-- Start Data for processing --

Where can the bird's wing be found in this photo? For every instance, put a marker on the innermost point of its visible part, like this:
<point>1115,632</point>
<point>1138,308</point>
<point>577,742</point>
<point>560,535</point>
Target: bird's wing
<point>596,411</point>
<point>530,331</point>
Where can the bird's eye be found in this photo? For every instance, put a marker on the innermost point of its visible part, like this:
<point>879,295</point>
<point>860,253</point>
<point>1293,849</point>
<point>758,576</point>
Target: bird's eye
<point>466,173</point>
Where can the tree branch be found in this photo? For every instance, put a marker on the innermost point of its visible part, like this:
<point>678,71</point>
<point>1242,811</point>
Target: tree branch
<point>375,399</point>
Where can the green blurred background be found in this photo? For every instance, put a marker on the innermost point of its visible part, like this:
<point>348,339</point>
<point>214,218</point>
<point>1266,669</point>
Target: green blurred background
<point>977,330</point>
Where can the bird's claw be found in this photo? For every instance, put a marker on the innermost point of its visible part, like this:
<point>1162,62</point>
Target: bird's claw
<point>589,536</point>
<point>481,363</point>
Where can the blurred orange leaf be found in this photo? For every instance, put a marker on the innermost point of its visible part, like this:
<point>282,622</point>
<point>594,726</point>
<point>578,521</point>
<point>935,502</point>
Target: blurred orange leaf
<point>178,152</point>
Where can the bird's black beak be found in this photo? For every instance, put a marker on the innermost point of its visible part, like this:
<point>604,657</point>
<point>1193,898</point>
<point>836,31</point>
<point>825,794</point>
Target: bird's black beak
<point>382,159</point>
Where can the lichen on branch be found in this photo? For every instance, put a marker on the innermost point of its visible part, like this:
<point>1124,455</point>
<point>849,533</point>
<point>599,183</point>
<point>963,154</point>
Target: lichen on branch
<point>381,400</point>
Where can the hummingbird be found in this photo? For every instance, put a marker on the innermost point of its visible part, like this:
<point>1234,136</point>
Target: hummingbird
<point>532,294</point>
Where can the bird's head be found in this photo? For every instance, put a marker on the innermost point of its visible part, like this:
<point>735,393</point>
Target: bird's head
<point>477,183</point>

-- End Data for processing --

### Description of the task
Put every line of the rows above into a numbered list, leaving out any blank lines.

### Response below
1. Where can the bird's wing be found in this photo? For every instance, put a marker on the innermost point of its visible part, like this:
2. <point>1115,632</point>
3. <point>1138,308</point>
4. <point>577,742</point>
5. <point>560,535</point>
6. Target: bird's wing
7. <point>596,411</point>
8. <point>530,331</point>
9. Where can the bird's eye be found in this photo? For every instance, put a marker on the innermost point of its visible part, like this:
10. <point>879,295</point>
11. <point>860,253</point>
12. <point>1293,849</point>
13. <point>758,576</point>
14. Target: bird's eye
15. <point>466,173</point>
16. Where can the tree branch be found in this photo? For every instance, put a marker on the innermost point of its visible part, like this:
17. <point>678,71</point>
18. <point>1242,811</point>
19. Target: tree branch
20. <point>375,399</point>
21. Where can the green blurred background be found in this photo? For every instance, put a marker on the innermost point of its visible part, like this:
22. <point>348,339</point>
23. <point>214,218</point>
24. <point>1266,669</point>
25. Target: green blurred background
26. <point>977,330</point>
27. Where can the bird's claw be found in this photo? For every instance, put a marker on the innermost point of its visible part, like this:
28. <point>1162,62</point>
29. Target: bird's claw
30. <point>589,536</point>
31. <point>481,363</point>
32. Where can the blurred orange leaf be found in this photo? For every instance, put a marker on the innermost point of its visible part, like this:
33. <point>282,622</point>
34. <point>594,726</point>
35. <point>578,521</point>
36. <point>935,502</point>
37. Target: blurred orange leaf
38. <point>178,152</point>
39. Where can the bird's black beak be found in this photo? For every instance, put a marker on the innermost point of its visible part, like this:
40. <point>604,657</point>
41. <point>1193,898</point>
42. <point>836,31</point>
43. <point>825,794</point>
44. Target: bird's black beak
45. <point>382,159</point>
46. Where can the lichen on branch be found in this photo? For every instance, put a marker on the innermost point of its visible part, like this:
47. <point>1124,455</point>
48. <point>849,533</point>
49. <point>599,183</point>
50. <point>963,154</point>
51. Target: lichen on branch
52. <point>381,400</point>
53. Where can the hummingbird be found in this photo? For every instance, put a marker on the innermost point of its visible part, like this:
54. <point>1234,136</point>
55. Target: hummingbird
56. <point>532,294</point>
57. Where can the bird's head be found in this photo? For every instance, put a marker on the innermost point of its visible part, like this:
58. <point>735,393</point>
59. Target: bird's head
60. <point>477,183</point>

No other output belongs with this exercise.